◆ **TASK DETAILS**
Keeping every word intact, reproduce all of the records.

◆ **INPUT DATA**

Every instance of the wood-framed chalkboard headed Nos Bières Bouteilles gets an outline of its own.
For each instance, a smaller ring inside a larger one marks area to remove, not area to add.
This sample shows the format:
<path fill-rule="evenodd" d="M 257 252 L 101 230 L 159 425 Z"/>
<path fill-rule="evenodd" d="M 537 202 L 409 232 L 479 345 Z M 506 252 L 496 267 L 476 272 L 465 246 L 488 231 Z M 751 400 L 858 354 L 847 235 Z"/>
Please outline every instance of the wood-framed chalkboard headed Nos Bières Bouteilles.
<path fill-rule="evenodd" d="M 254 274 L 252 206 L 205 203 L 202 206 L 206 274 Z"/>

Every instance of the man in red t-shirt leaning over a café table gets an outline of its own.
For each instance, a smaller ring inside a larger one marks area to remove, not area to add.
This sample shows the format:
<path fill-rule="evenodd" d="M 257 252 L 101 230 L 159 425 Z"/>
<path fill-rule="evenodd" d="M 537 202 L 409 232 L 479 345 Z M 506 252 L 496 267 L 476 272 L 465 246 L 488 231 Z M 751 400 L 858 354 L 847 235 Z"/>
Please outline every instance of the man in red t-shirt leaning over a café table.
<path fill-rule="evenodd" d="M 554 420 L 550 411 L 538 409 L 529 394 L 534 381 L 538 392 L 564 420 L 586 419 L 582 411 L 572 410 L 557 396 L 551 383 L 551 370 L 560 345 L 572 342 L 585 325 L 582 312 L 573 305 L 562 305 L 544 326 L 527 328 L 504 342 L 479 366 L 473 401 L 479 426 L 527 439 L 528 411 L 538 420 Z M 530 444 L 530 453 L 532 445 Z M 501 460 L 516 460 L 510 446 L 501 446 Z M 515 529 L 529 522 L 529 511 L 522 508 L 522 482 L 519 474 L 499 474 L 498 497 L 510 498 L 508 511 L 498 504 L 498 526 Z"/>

◆ **EXERCISE RESULT**
Every instance of the wood-framed chalkboard headed Nos Bières Bouteilles gets an outline of its own.
For each instance, a smaller ring inside a larger one marks area to remove, not area to add.
This sample shows the format:
<path fill-rule="evenodd" d="M 257 252 L 101 230 L 159 425 Z"/>
<path fill-rule="evenodd" d="M 537 202 L 409 232 L 479 345 Z M 506 252 L 496 267 L 476 272 L 465 246 L 488 231 Z M 751 400 L 858 354 L 847 235 Z"/>
Please outline every instance of the wood-framed chalkboard headed Nos Bières Bouteilles.
<path fill-rule="evenodd" d="M 254 274 L 252 206 L 205 203 L 202 206 L 206 274 Z"/>

Every instance of the man in red t-shirt leaning over a café table gets an outline of its own.
For each instance, a smaller ring inside a larger one marks area to remove, not area to add.
This sample shows the format:
<path fill-rule="evenodd" d="M 257 252 L 101 230 L 159 425 Z"/>
<path fill-rule="evenodd" d="M 537 202 L 409 232 L 479 345 Z M 506 252 L 496 267 L 476 272 L 465 246 L 488 231 Z M 751 400 L 858 354 L 847 235 Z"/>
Please outline every instance of the man in red t-shirt leaning over a café table.
<path fill-rule="evenodd" d="M 554 420 L 550 411 L 538 409 L 529 394 L 534 381 L 538 392 L 564 420 L 586 419 L 582 411 L 572 410 L 557 396 L 551 383 L 551 370 L 560 345 L 572 342 L 585 325 L 582 312 L 573 305 L 562 305 L 544 326 L 527 328 L 504 342 L 479 366 L 473 401 L 479 426 L 527 439 L 528 411 L 538 420 Z M 530 444 L 530 453 L 532 445 Z M 501 460 L 516 460 L 510 446 L 501 446 Z M 515 529 L 529 522 L 529 511 L 522 508 L 522 482 L 519 474 L 499 474 L 498 497 L 510 498 L 508 511 L 498 504 L 498 526 Z"/>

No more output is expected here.